■ **Texto proporcionado**:
+--
¿Será que $46.000 millones se encuentran detrás de la puerta o a la vuelta de la esquina? ¿Será que el futuro de por lo menos 35.000 personas de Ocaña y el Catatumbo tiene que seguir siendo la exclusión y la falta de oportunidades?
Estas inquietudes son para los ocho miembros de la coalición mayoritaria del Concejo ocañero que prácticamente sepultaron la posibilidad de que se hiciera una inversión de la cuantía señalada en una nueva y moderna sede del Servicio Nacional de Aprendizaje.
Tanto que la región se queja por el olvido y abandono del Gobierno nacional y ahora que hay un proyecto financiado para la formación técnica y profesional, la obstrucción surge desde el mismo territorio que se va favorecer. ¿Eso qué es?
Lo interesante de todo, es que mientras esta tragicomedia ocañera sigue dilatando y poniendo en peligro de perderse esta opción, en Tibú no hubo problema alguno, el cabildo en pleno autorizó al alcalde entregar el lote y la construcción de las instalaciones del SENA ha quedado asegurada.
Como este pasaje macondiano no puede permitirse que se cierre con la pérdida de dicha inversión, es urgente que se lance un salvavidas para rescatarla, por la importancia social y educativa que representa para esa parte de Norte de Santander.
Hay que conformar una comisión con los congresistas, la Gobernación, la Alcaldía de Ocaña, los concejales, los diputados, los órganos de control y la comunidad, porque dicha iniciativa no puede naufragar, buscando las fórmulas jurídicas y administrativas que sean del caso.
Además, la ciudadanía ocañera y catatumbera espera de la Procuraduría y la Defensoría sus respectivos pronunciamientos de advertencia frente a esta clase de actuaciones que rayan en lo insensato y tienen visos obstruccionistas, teniendo en cuenta que una de las formas de desactivar el conflicto armado está precisamente en tener más aulas y educadores para la formación jóvenes y adultos.
Sí este capítulo de la ‘picaresca politiquera criolla’ termina mal, Ocaña se quedará sin la opción de contar con un centro de formación de mayor amplitud, junto con el Tecnoparque y otras áreas de innovación.
+--
■ **Datos recopilados**:
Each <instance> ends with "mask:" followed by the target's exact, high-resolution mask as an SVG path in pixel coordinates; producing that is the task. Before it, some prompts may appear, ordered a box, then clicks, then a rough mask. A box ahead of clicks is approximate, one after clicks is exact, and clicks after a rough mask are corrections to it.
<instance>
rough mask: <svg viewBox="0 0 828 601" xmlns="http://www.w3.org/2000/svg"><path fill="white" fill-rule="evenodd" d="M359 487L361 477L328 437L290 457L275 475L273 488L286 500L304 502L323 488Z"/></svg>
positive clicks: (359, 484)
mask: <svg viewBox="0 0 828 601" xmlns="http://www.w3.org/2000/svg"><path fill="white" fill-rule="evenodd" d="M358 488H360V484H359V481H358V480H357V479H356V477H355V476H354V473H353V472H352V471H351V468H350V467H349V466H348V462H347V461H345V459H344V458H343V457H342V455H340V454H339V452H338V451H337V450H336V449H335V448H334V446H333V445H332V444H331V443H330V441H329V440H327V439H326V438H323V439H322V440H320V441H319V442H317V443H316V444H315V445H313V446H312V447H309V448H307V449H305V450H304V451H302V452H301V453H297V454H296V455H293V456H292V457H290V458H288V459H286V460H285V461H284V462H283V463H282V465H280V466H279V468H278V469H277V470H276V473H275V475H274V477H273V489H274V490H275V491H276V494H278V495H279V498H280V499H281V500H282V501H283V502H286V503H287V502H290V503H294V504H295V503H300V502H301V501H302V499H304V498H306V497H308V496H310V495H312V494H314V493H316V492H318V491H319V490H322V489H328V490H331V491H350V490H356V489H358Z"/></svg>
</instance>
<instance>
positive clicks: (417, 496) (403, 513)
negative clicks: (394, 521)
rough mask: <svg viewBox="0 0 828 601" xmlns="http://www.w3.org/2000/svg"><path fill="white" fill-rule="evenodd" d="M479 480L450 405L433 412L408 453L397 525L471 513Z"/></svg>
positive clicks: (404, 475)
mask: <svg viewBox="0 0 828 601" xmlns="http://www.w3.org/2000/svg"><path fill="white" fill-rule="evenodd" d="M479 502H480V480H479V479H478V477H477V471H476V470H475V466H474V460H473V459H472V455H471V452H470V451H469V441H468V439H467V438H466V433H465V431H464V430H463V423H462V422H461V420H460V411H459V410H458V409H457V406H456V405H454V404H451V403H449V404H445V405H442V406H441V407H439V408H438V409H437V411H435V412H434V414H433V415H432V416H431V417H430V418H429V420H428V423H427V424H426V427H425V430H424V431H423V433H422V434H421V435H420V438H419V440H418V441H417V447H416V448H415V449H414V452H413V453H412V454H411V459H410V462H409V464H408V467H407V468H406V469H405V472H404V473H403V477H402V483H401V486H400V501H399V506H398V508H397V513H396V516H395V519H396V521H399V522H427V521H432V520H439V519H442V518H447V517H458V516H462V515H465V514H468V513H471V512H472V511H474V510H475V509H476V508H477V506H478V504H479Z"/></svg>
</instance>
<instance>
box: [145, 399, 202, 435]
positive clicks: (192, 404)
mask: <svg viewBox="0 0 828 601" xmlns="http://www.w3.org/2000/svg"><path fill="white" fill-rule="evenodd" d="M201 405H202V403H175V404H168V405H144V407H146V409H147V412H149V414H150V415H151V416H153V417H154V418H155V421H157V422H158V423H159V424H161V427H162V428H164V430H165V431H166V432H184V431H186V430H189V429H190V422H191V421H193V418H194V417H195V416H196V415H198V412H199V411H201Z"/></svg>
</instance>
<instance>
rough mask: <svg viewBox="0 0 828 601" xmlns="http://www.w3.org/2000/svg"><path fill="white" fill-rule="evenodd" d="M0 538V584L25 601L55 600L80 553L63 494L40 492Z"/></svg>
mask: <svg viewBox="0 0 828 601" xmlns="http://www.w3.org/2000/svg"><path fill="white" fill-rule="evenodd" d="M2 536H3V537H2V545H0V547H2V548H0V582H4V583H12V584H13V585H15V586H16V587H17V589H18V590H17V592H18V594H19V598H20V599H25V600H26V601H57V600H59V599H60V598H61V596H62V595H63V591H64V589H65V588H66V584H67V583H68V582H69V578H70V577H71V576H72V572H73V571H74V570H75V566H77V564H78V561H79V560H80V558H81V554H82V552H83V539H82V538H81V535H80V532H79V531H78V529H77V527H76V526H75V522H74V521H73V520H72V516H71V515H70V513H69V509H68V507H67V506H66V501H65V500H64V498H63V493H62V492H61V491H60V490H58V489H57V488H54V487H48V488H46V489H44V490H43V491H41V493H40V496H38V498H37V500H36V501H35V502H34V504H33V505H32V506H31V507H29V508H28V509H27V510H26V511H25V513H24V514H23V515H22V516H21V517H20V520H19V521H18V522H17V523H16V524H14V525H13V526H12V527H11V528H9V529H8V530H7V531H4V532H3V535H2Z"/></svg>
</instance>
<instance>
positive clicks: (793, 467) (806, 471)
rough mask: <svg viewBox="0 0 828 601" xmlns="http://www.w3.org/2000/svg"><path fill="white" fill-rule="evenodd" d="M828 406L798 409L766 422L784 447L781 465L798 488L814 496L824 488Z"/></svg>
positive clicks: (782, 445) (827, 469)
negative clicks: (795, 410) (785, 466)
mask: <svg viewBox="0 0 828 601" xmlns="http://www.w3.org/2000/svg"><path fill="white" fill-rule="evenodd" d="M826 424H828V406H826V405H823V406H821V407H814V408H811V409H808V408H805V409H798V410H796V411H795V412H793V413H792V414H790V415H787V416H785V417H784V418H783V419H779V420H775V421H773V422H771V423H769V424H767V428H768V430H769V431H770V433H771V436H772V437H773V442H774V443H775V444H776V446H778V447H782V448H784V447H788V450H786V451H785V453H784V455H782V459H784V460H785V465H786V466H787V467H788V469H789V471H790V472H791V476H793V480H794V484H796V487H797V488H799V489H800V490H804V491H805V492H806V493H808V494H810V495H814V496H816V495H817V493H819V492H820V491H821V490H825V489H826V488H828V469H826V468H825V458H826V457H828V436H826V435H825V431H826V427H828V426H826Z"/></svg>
+--
■ **Tus tareas**:
A - Según el texto sobre la nueva sede del SENA en Ocaña, ¿cuántos miembros de la coalición mayoritaria del Concejo ocañero prácticamente sepultaron la inversión?
B - Prolonga el texto sobre la nueva sede del SENA en Ocaña a partir de su último párrafo.

■ **Resultados por tarea**:
A - Ocho miembros.

B -
Será que los ocho concejales ocañeros mayoritarios no conocen el desarrollo alcanzado con el centro de formación rural y minero del SENA, en El Zulia, para que midan la magnitud de lo que obras como esas generan en beneficio de las comunidades.
¿Con qué cara mirarán a un joven ocañero o catatumbero que se les cruce en el camino y le diga a estos cabildantes que por su extraña decisión ellos no tienen opción para seguir estudiando y formándose y que pasan al listado de los excluidos?
La Ciudad de Los Caro no puede quedar dentro del imaginario popular como la que dejó perder semejante inversión. Hay que recapacitar. La cordura debe prevalecer. El bien general es la ruta correcta.
¿Por qué si desde hacía tiempo se venía planteando un proyecto de esa envergadura, ahora que hasta la plata está y hay coordinación entre las entidades nacionales y locales, cuáles son las razones para que se le están poniendo tantos palos a la rueda con el fin de que no avance y naufrague? Esa pregunta la debería dilucidar la Procuraduría.
Todo Norte de Santander está pendiente de lo que ocurra con el SENA en Ocaña, puesto que aquí no se trata de política sino de un plan eminentemente social y fundamental para una zona azotada por todos los males y en la que sería imperdonable que se esfumara una millonaria inversión como la planteada.